▼

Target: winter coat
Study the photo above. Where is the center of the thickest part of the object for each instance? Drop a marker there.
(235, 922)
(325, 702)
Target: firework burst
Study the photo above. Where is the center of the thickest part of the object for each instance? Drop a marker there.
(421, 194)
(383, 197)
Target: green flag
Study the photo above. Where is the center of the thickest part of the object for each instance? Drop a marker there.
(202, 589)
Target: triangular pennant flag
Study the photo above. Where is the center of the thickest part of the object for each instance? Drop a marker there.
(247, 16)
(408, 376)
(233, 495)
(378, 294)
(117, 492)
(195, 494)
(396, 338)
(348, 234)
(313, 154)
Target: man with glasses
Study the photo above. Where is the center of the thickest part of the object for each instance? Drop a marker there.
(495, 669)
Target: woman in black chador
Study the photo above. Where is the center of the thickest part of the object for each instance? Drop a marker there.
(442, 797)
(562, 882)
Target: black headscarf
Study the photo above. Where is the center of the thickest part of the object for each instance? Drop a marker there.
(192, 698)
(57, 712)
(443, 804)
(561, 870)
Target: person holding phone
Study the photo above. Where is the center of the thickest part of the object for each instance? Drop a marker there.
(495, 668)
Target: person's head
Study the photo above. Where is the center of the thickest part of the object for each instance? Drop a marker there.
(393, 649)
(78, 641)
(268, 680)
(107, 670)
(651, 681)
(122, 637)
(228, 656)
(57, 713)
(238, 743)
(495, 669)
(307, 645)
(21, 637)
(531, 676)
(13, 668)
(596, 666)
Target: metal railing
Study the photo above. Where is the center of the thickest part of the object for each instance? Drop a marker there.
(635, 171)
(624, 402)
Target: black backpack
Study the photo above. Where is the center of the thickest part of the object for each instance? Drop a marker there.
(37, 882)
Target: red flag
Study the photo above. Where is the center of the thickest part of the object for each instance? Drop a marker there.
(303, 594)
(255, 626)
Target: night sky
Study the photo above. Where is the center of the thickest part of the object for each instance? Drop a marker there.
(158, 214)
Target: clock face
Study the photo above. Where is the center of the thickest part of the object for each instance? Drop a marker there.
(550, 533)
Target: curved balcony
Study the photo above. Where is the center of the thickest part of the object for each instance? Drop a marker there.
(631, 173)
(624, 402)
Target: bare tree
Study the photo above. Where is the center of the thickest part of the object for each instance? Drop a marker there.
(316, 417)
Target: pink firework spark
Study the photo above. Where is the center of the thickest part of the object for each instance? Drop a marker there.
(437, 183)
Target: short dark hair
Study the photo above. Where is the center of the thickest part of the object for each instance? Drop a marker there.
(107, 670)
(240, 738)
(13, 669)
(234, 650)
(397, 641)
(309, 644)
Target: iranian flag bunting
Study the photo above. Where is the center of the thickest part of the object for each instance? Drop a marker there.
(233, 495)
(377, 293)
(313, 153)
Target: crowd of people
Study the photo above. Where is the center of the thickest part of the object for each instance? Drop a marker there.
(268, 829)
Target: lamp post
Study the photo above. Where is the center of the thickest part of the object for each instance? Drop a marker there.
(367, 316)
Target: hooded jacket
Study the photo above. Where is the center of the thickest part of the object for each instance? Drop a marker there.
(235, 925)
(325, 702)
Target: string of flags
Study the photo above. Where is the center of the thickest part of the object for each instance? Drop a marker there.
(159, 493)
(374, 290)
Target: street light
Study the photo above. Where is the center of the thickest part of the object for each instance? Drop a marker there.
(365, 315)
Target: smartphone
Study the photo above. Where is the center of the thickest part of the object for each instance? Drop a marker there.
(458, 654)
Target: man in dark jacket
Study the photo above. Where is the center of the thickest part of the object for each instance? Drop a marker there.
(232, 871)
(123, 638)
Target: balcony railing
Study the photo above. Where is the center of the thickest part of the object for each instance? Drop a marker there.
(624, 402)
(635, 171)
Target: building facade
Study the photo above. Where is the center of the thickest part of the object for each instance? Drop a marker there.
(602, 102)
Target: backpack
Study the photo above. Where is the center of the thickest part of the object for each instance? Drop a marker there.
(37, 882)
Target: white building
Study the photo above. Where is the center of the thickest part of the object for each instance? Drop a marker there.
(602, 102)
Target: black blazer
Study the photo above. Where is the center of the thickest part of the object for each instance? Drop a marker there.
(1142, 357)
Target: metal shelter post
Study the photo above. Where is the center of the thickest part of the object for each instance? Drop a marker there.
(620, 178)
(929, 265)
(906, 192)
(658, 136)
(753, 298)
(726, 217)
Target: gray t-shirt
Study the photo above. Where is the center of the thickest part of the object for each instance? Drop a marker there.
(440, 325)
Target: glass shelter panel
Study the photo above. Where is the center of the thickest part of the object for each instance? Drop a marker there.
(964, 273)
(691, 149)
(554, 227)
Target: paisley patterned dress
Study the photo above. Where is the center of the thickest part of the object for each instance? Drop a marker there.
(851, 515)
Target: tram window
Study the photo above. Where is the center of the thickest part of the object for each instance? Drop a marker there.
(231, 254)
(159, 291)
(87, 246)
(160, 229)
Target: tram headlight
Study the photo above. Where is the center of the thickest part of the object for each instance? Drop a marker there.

▲

> REQUIREMENT
Extract all of the data shown above without alteration.

> OUTPUT FOR THIS EXERCISE
Target: winter coat
Study the photo above. Where is the center of the thickest part of the object for each instance? Drop a marker there.
(235, 922)
(325, 702)
Target: firework burst
Study the photo above. Where is the center of the thickest part of the object for each instance? Drop a marker there.
(421, 194)
(383, 197)
Target: green flag
Study the photo above. Where is the center of the thickest part of the object for each instance? Drop a marker there.
(202, 589)
Target: triangular pennant flag
Study the photo above. Where is the center of the thickest part of the object for each instance? Drop a marker there.
(247, 16)
(408, 376)
(233, 495)
(378, 294)
(117, 492)
(195, 494)
(396, 338)
(348, 234)
(313, 154)
Target: man with glasses
Study the photo above. Where is the center of the thickest part of the object for each instance? Drop a marker there.
(495, 669)
Target: woman in black chador
Study the photo above. Where is the center of the thickest part of the object for each instance? Drop a marker there.
(442, 797)
(562, 882)
Target: black headscarf
Study the photo above. Where is the center of the thickest part of the object for each instance? Drop a marker there.
(192, 698)
(57, 712)
(443, 804)
(561, 870)
Target: person holding phone
Study the photo above. Where is the center of the thickest part of the object for each instance? Drop a marker there.
(495, 668)
Target: person's head
Study the photo above. Where is the center of the thickest part of the object for each instance? Drop a marker there.
(393, 649)
(78, 641)
(268, 680)
(107, 670)
(651, 681)
(122, 637)
(228, 656)
(57, 713)
(238, 743)
(495, 669)
(307, 645)
(21, 637)
(531, 676)
(13, 668)
(596, 666)
Target: metal railing
Study the photo above. Where is the center of the thickest part of the object for each instance? Drop a marker there.
(635, 171)
(624, 402)
Target: black backpack
Study the photo above. Where is the center of the thickest part of the object for each instance? Drop a marker there.
(37, 882)
Target: red flag
Study the photo above. Where is the center of the thickest part of the object for each instance? Drop a marker there.
(303, 594)
(255, 626)
Target: night sky
Study the photo above. Where is the center of the thickest part of the object for each instance? Drop a marker there.
(158, 214)
Target: clock face
Study the photo above. Where is the center of the thickest part of the object for each instance? Drop a marker there.
(550, 533)
Target: curved balcony
Study the photo above. Where is the center of the thickest part of the object for each instance? Drop a marker there.
(631, 173)
(624, 402)
Target: bare tree
Study the photo above. Where is the center of the thickest part of the object for each instance? Drop a marker there.
(316, 417)
Target: pink firework spark
Study the photo above. Where is the center of the thickest part of the object for each instance? Drop a marker there.
(437, 183)
Target: short dark hair
Study the photo above. Where is the center of the thickest part of the object for each instance? Drop a marker there.
(107, 670)
(240, 738)
(13, 669)
(234, 650)
(397, 641)
(309, 644)
Target: iranian flag bunting
Study the photo above. Where is the center of the thickest part of the object for each instance? Drop a marker there.
(233, 495)
(377, 293)
(313, 153)
Target: crowd of people
Study the photo above. Where is the center of the thickest part of the object for each instance? Drop a marker there.
(268, 829)
Target: lamp post
Study the photo above. Where is the center of the thickest part of the object for each instance? Drop a marker there.
(367, 316)
Target: hooded jacket
Study the photo above. Where is the center of the thickest part of the object for each instance? Drop a marker there.
(235, 925)
(325, 702)
Target: string of flags
Study the photo above. Where is the center of the thickest part of the object for each instance? Drop a marker there.
(159, 493)
(374, 290)
Target: street light
Study the photo above. Where is the center of the thickest part of the object for each instance? Drop a marker there.
(365, 315)
Target: smartphone
Study the photo above. Where is the center of the thickest part of the object for each instance? Drop a marker there.
(458, 654)
Target: man in dark jacket
Study the photo above. Where is the center of the thickest part of the object for each instance? Drop a marker there.
(232, 871)
(123, 638)
Target: balcony railing
Study the photo above. Where is the center of the thickest part of the object for each instance? Drop a marker there.
(624, 402)
(635, 171)
Target: building facade
Study the photo above. Where is the center of the thickest part of the object for each instance? Drop a marker there.
(602, 102)
Target: backpack
Study the photo above. Where is the center of the thickest part of the object for each instance? Drop a marker there.
(37, 882)
Target: white building
Study the photo above. Where is the center of the thickest part of the object for each instance? Drop a marker there.
(602, 102)
Target: black blazer
Study the photo above. Where is the center of the thickest part of the object for each instance? Drop a marker there.
(1142, 357)
Target: metal shelter post
Study the photo above. Where is the center of the thickest part of the object for each instance? Drop a marker there.
(620, 178)
(929, 265)
(906, 192)
(658, 136)
(753, 298)
(726, 217)
Target: gray t-shirt
Study the photo above. Where is the center of the thickest part of the object for each instance? Drop a marker there.
(440, 325)
Target: glass shelter panel
Study the photo above. Where is the center of the thickest part of the object for each instance? Drop a marker there.
(964, 273)
(691, 149)
(554, 227)
Target: paisley patterned dress
Study the photo above. Where is the center of the thickest part of the object for each instance? Drop a marker there.
(851, 515)
Target: tram window
Study the photo above. Where is the center of the thickest part of the object for each instance? Drop a marker there.
(231, 254)
(159, 291)
(87, 246)
(160, 229)
Target: tram headlight
Study the photo above. Where is the center of the thickest part of the object for each instance? Drop a marker there.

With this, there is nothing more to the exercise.